> **SOURCE EXTRACT**
--------------------------------
The parser will emit **events** as text from the generation process is fed in. This indicates which region is currently being generated. When
the region is complete, it will be emitted in a separate event with the fully parsed content. At the end of generation,
the `finalize()` method flushes any remaining text and emits any final events, as well as the complete message dict.

Note that although `parse_response` can accept batches, streamed parsing is always single-sequence: each `ResponseParser` tracks the state of one generation.
If you want to stream multiple generations at once, create one `ResponseParser` per sequence.

## Streaming events

Each streamed parsing event is a dict with a `type` key. There are three kinds:

| Type           | Description                                                                         | Contents                                                                                                                        |
|----------------|-------------------------------------------------------------------------------------|---------------------------------------------------------------------------------------------------------------------------------|
| `region_open`  | Indicates that the model has started a new region, such as `content` or `thinking`. | `field` (str): the field name.                                                                                                  |
| `region_chunk` | A chunk of text for the current region.                                             | `field` (str): the field name. `text` (str): the new chunk. `dirty` (bool): `True` if the chunk is raw text that needs parsing. |
| `region_close` | Indicates that a region has finished, and that key is now finalized.                | `field` (str): the field name. `value` (any): the fully parsed value for the region                                             |

`region_chunk` events are emitted for every region as bytes arrive, so a streaming UI can render progress
even for structured regions. For text-like regions (`text`, `int`, `float`, `bool`) chunks are flagged
`dirty=False`: each chunk is already part of the final value (modulo trailing whitespace stripped at
close). For structured regions, like JSON-format tool calls, chunks are flagged `dirty=True`. This means
text is the raw, un-parsed body; it's safe to display incrementally, but the *parsed* value (a dict,
list, etc.) only arrives in the matching `region_close` event. Either way, the finalized value of a
region is always carried by `region_close`, so consumers that don't care about intermediate rendering
can simply ignore `region_chunk` events.
--------------------------------
> **INFORMATION GIVEN**
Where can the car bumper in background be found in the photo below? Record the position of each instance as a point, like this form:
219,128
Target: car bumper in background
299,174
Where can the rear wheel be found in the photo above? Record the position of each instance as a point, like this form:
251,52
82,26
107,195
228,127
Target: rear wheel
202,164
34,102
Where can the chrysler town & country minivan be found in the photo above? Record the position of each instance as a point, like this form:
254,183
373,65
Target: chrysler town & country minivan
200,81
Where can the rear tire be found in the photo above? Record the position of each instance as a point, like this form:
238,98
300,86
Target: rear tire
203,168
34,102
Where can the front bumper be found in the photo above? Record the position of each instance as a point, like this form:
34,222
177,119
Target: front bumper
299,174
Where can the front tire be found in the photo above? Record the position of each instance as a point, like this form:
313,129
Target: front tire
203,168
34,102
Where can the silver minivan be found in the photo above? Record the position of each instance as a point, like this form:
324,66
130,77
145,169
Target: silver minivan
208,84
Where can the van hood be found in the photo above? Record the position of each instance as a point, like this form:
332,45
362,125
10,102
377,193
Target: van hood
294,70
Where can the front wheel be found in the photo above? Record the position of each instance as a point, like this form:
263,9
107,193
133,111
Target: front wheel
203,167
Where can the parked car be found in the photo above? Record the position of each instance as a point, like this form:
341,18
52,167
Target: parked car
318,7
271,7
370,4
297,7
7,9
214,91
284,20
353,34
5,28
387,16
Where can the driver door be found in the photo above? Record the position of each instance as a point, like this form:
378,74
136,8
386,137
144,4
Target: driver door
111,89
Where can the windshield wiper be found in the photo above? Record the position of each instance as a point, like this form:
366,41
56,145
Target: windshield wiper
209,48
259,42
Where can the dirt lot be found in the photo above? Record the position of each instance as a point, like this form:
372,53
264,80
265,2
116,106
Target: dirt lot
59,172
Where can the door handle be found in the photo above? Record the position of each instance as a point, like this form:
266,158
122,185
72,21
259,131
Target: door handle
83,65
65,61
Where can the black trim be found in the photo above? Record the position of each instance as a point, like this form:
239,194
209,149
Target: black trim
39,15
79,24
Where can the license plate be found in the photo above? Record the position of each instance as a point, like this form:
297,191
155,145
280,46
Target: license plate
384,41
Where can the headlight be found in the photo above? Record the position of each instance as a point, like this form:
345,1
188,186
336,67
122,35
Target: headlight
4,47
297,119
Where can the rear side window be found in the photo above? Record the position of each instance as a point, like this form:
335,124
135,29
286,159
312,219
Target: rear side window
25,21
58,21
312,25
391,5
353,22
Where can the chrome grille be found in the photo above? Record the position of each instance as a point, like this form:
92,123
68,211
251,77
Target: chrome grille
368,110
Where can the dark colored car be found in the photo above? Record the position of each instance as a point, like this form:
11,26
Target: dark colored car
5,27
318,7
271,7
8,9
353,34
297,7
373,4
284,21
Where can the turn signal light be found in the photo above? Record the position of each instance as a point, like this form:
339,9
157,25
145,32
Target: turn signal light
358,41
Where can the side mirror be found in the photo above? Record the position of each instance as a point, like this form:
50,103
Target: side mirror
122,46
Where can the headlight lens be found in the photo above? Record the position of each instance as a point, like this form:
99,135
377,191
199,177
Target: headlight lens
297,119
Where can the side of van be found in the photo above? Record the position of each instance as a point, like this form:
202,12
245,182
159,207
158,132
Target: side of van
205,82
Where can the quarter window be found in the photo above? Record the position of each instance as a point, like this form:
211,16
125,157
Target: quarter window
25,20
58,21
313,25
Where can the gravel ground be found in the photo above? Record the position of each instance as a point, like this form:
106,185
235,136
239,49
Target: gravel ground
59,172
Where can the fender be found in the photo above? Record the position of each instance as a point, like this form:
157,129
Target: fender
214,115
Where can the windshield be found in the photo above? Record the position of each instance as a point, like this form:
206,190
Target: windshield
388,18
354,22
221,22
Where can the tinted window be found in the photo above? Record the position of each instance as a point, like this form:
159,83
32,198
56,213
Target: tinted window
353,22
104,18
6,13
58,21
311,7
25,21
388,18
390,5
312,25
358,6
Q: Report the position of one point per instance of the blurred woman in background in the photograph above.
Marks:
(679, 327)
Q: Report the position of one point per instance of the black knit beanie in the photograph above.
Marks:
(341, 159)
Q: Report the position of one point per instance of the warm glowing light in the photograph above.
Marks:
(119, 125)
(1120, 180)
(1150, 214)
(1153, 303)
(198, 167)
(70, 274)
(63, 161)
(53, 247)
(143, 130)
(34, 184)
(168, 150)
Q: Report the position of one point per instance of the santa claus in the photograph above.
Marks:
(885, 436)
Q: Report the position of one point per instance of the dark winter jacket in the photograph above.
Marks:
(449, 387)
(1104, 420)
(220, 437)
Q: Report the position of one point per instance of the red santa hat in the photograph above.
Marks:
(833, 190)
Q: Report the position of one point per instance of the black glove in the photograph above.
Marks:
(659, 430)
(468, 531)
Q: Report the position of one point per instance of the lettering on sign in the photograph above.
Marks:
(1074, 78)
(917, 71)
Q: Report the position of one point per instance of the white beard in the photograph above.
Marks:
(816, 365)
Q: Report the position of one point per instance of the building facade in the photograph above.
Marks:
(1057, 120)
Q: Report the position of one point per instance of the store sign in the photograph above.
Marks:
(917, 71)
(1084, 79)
--------------------------------
> **PROBLEM A**
In the text on streamed response parsing, what should you do to stream multiple generations at once?
> **PROBLEM B**
Continue the text on streamed response parsing from its last sentence, in the same documentation style.

> **WRITTEN RESPONSE A**
Create one `ResponseParser` per sequence.

> **WRITTEN RESPONSE B**
If the chat `prefix` wrote anything into the message (e.g. the template opened a thinking block, or an
assistant prefill started a response before handing off to the model), the parser exposes those events as
`parser.initial_events`, a list you can replay into your renderer before feeding any model output. Regions
that were opened *and* closed inside the prefix produce a full `region_open` / `region_chunk` / `region_close`
sequence and their parsed value lands in the output dict, exactly as if the model itself had written them.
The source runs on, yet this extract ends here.